◆ Extract provided ◆
-- Start --

This paper develops and illustrates a new approach for the representation of epistemic uncertainty available in the form of sparse point and/or multiple interval data based on the maximum likelihood principle. The proposed methodology solves a nested optimization formulation to find the worst-case maximum likelihood estimates of the distribution parameters of a random variable described by sparse point and/or multiple interval data. This worst-case maximum likelihood estimation (WMLE) approach is general and is able to estimate the parameters of any known probability distributions. The proposed likelihood-based representation of epistemic uncertainty is then used in the framework for robustness-based design optimization to achieve computational efficiency.

As mentioned earlier, there exist a few methods for robust design optimization that can handle both aleatory and epistemic uncertainty. Zaman et al. (2011a) proposed two formulations for robustness-based design optimization under both aleatory and epistemic uncertainty, namely nested and decoupled formulations. In this approach, the uncertainty analysis for the epistemic variables is carried out inside the design optimization framework, which makes these methods computationally expensive. In addition, this approach results in an overly conservative design. Lee and Park (2006) developed a nominal the best type robust design optimization method using incomplete data (i.e., both fully and partially observed data) on a random variable to calculate the optimal operating conditions for the process based on a dual response approach. The efficiency of this surrogate based optimization method is highly dependent on the accuracy of surrogate modeling. In addition, this method has the following limitations. First, this method requires that the underlying random variable be normal. Second, this method is not applicable to all kinds of multiple interval data. In particular, this method is not suitable for the case, where there exists a common region of overlap among the intervals. Third, this approach underestimates input uncertainty.

Most existing methods of robust design are computationally expensive and result in an overly conservative or overly optimistic design. In this paper, a single-loop formulation is proposed to completely separate the epistemic analysis from the design optimization framework to achieve computational efficiency. In the context of interval uncertainty, the proposed likelihood-based single-loop approach generates realistic solutions as the resulting design is not too optimistic or too conservative. In order to investigate the efficiency of the proposed method, the robust optimization method (i.e., decoupled formulation) developed in Zaman et al. (2011a) is also studied in this paper. We have also studied and modified the robust optimization method developed in Lee and Park (2006) to include non-normal random variables. The proposed method is illustrated by using a mathematical example and an engineering example (the conceptual level design process of a two-stage-to-orbit (TSTO) vehicle).

-- End --

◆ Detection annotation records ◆
-- Start --

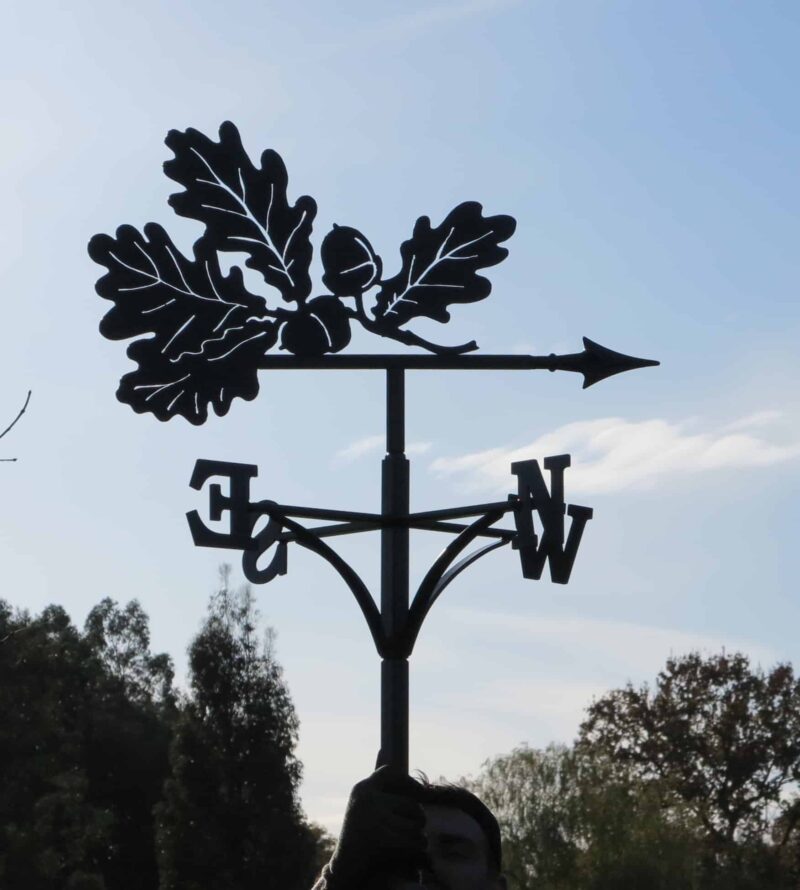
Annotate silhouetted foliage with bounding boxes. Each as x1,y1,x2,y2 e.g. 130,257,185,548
471,653,800,890
0,600,172,890
158,571,315,890
0,585,333,890
468,745,699,890
580,653,800,858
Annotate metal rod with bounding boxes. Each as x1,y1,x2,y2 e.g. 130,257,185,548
278,519,517,543
381,368,409,773
248,498,517,528
258,355,560,371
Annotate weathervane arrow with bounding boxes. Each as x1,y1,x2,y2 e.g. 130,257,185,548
549,337,661,389
258,337,660,389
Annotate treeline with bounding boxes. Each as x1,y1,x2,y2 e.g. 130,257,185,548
467,653,800,890
0,573,331,890
0,572,800,890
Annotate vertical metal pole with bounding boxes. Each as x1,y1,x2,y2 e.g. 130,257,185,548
381,368,409,773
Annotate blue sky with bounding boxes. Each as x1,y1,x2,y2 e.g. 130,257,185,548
0,0,800,829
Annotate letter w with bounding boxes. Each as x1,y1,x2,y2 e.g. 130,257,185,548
511,454,593,584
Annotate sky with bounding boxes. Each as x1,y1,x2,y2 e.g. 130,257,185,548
0,0,800,831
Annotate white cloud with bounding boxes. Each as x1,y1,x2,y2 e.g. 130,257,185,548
334,0,520,46
442,607,776,672
333,436,383,464
431,411,800,494
333,436,431,464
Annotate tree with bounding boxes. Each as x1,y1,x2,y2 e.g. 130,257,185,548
157,569,315,890
580,653,800,887
84,598,177,890
0,601,113,890
0,600,174,890
468,745,699,890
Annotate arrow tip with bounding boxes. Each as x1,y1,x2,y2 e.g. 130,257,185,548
580,337,661,389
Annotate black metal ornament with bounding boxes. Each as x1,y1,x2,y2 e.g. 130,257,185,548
89,122,515,424
89,122,658,770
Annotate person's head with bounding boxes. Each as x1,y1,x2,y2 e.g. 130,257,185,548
404,774,505,890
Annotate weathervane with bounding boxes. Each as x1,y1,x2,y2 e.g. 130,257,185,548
89,122,658,770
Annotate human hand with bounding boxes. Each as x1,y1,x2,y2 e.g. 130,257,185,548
329,766,427,887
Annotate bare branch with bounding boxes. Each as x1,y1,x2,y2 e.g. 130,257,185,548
0,390,31,442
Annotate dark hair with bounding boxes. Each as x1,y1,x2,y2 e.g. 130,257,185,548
409,771,502,874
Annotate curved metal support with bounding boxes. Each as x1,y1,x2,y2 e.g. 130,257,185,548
270,510,386,656
403,509,511,655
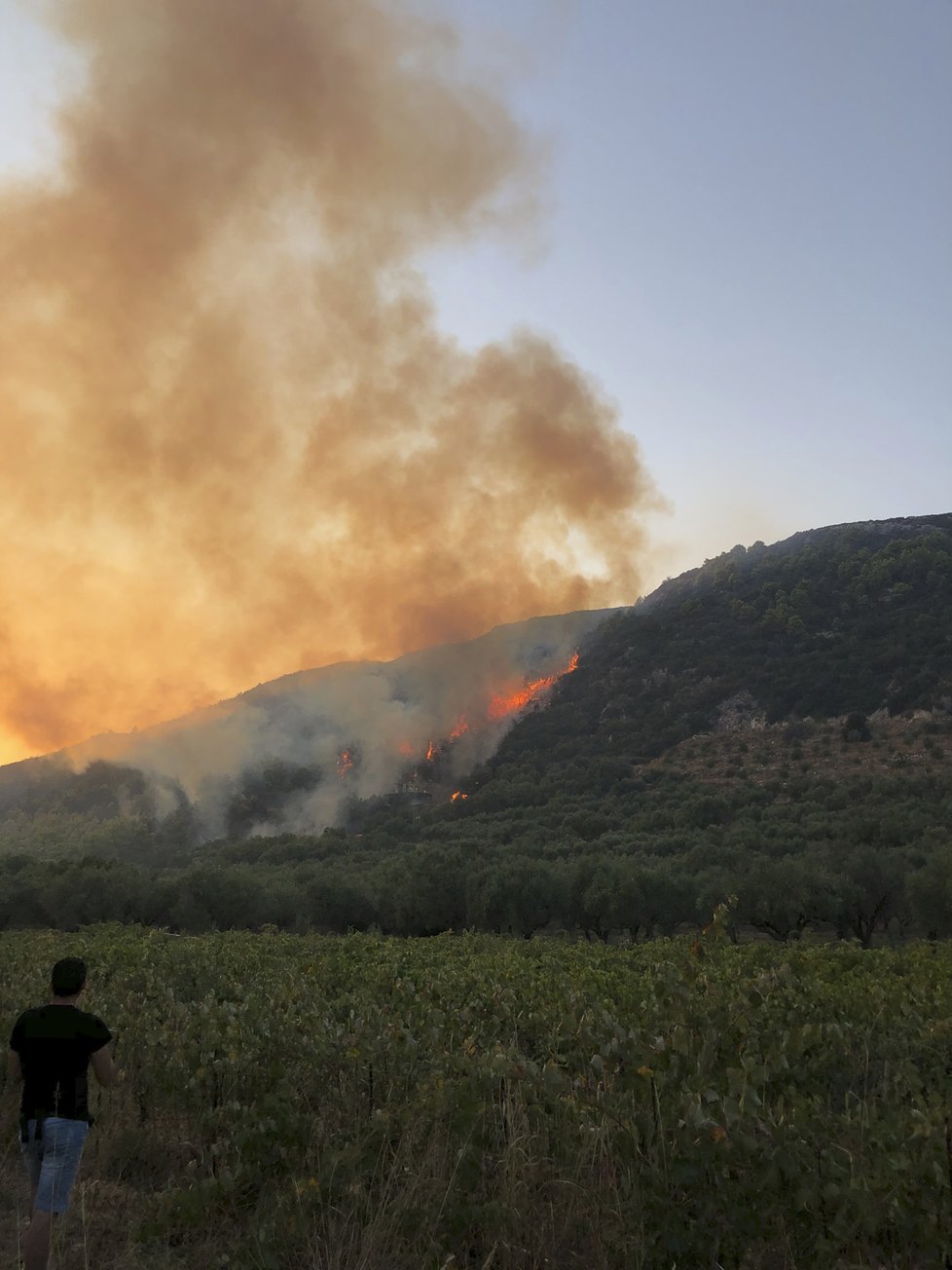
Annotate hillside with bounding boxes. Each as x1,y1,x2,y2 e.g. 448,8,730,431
0,515,952,943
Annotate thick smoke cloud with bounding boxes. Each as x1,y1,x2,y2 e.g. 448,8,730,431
0,0,652,758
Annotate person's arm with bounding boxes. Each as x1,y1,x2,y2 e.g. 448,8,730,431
89,1044,120,1090
0,1049,22,1138
7,1049,22,1085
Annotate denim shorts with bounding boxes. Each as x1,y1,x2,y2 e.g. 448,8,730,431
20,1115,89,1213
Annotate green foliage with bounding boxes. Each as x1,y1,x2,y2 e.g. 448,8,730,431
0,924,952,1270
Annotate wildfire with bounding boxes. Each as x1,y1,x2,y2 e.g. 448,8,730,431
486,653,579,719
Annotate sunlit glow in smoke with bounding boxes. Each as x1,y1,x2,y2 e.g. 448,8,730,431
0,0,654,758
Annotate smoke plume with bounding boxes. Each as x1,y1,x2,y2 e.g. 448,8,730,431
0,0,652,760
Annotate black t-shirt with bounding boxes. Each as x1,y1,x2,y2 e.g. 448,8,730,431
10,1004,113,1120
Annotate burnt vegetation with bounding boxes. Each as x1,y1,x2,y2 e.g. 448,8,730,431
0,515,952,945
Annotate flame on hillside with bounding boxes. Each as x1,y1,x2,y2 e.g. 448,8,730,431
0,0,657,762
338,749,354,778
486,653,579,719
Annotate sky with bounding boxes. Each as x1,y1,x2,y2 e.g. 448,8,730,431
434,0,952,576
0,0,952,761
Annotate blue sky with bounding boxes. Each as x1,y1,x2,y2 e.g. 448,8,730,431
433,0,952,572
0,0,952,584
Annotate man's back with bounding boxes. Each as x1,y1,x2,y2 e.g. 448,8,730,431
10,1004,114,1121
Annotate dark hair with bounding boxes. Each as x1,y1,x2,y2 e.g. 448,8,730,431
50,956,87,997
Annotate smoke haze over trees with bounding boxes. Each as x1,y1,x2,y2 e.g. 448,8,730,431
0,0,655,760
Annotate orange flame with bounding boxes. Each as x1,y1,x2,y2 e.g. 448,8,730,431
486,653,579,719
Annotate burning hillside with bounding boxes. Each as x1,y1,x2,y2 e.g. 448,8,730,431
52,610,608,837
0,0,656,771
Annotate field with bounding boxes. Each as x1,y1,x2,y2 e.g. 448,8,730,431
0,922,952,1270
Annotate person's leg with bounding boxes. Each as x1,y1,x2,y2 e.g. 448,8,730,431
24,1116,89,1270
22,1208,54,1270
20,1120,43,1229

-- End --

◆ Request 1 ◆
Duplicate the passage on robustness-based design optimization from "This paper develops" to "optimization to achieve computational efficiency.".
◆ Request 2 ◆
In the records, rewrite the lines from the line with "Annotate white cloud" to the line with "404,774,505,890", changing "arrow tip" to "arrowhead" and leaving everything else the same. Give only those lines.

◆ Worked solution 1 ◆
This paper develops and illustrates a new approach for the representation of epistemic uncertainty available in the form of sparse point and/or multiple interval data based on the maximum likelihood principle. The proposed methodology solves a nested optimization formulation to find the worst-case maximum likelihood estimates of the distribution parameters of a random variable described by sparse point and/or multiple interval data. This worst-case maximum likelihood estimation (WMLE) approach is general and is able to estimate the parameters of any known probability distributions. The proposed likelihood-based representation of epistemic uncertainty is then used in the framework for robustness-based design optimization to achieve computational efficiency.

◆ Worked solution 2 ◆
Annotate white cloud with bounding boxes. Each as x1,y1,x2,y2 e.g. 130,257,185,548
334,0,520,46
442,607,776,672
333,436,383,464
431,411,800,494
333,436,431,464
Annotate tree with bounding boxes. Each as x1,y1,x2,y2 e.g. 130,257,185,548
157,569,315,890
580,653,800,887
84,598,177,890
0,601,113,890
0,600,174,890
468,745,699,890
Annotate arrowhead with bounding boxes. Each as x1,y1,x2,y2 e.g. 130,257,185,548
580,337,661,389
Annotate black metal ornament with bounding boxes. Each as x1,y1,x2,y2 e.g. 130,257,185,548
89,122,515,424
89,122,658,770
Annotate person's head with bounding boxes. Each as x1,y1,x2,y2 e.g. 130,257,185,548
404,774,505,890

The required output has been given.